_What to produce_
Every line below should be set down exactly as it appears.

_Exercise input_
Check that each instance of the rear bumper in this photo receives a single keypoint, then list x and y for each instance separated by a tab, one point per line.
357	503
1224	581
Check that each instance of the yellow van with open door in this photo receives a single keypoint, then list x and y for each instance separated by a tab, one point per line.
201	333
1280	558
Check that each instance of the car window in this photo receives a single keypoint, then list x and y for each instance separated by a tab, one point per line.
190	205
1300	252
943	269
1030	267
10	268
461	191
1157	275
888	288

_Exercise solution_
Check that each instance of the rear bumper in this photo receives a single keypoint, then list x and y for each instance separated by a tab, one point per line.
357	503
1224	581
Check that each instance of the yellow van with open door in this photo receives a single keypoint, then list x and y for each instance separated by a tab, one point per line.
201	333
1280	558
Check that each instance of the car window in this photo receives a single keypoint, then list x and y for each instance separated by a tab, one point per line.
190	205
1300	252
943	269
1030	267
10	268
461	191
1157	275
888	288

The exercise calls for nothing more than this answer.